WHAT NEEDS TO BE DONE: Look through the lines below for the word "white", and copy every line that has it.

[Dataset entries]
★ ★ ★ ★ ★

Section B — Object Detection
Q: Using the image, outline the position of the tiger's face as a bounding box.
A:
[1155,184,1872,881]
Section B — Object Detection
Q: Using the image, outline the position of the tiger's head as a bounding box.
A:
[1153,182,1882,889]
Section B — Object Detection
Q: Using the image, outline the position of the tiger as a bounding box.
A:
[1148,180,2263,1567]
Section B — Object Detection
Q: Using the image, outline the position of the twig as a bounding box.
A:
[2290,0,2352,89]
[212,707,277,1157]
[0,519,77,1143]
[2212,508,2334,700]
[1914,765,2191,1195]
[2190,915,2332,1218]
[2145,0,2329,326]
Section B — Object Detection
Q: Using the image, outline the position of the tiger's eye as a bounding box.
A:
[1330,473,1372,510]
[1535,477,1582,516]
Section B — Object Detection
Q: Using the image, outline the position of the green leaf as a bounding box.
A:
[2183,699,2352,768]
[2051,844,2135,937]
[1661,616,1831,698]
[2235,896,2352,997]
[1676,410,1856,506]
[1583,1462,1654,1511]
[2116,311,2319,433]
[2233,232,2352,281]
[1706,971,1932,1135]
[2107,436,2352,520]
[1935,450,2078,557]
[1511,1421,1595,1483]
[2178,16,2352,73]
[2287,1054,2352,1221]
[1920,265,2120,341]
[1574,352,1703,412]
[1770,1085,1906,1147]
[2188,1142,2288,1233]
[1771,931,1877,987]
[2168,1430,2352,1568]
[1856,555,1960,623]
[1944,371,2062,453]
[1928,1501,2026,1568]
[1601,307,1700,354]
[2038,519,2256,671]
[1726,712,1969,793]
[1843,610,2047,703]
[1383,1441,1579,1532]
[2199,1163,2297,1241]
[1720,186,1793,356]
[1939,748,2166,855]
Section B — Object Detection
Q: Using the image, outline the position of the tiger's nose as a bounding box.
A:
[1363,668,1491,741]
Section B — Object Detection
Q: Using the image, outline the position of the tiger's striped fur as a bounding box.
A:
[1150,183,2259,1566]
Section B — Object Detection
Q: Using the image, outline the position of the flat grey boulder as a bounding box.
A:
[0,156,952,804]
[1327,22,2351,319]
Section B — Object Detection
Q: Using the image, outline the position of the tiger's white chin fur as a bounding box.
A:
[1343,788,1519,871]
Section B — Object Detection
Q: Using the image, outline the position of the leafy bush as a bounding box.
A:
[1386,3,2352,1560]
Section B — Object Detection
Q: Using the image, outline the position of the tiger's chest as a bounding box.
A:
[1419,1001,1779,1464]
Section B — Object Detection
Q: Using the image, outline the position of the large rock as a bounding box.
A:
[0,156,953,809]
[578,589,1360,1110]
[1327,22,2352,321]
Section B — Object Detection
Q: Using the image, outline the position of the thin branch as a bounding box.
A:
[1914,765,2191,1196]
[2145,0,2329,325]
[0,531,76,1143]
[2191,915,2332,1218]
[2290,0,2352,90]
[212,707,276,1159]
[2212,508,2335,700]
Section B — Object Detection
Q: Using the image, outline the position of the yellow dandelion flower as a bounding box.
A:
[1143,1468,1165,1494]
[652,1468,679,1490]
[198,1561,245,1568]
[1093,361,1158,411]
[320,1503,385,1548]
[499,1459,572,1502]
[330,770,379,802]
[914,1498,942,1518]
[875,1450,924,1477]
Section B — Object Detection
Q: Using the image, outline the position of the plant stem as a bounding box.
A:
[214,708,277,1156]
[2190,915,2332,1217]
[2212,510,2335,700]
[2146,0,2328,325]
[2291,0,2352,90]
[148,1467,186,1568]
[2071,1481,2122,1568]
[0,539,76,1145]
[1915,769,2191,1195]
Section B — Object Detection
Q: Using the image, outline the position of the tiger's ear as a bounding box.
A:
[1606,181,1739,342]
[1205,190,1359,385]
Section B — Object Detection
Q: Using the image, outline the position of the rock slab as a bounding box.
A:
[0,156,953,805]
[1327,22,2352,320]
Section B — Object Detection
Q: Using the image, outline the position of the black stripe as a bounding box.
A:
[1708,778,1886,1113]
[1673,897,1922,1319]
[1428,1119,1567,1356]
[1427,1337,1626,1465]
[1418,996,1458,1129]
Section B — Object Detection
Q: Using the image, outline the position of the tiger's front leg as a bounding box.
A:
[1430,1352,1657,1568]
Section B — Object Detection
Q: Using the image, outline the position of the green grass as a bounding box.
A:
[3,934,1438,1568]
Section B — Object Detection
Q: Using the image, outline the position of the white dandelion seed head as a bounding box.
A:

★ ★ ★ ★ ★

ANSWER TO THIS TASK:
Q: Using the image, outline the position of the tiger's white chin fur as a bounding box.
Q: Using the image, outline the position of the white dandelion seed head as a bounding box.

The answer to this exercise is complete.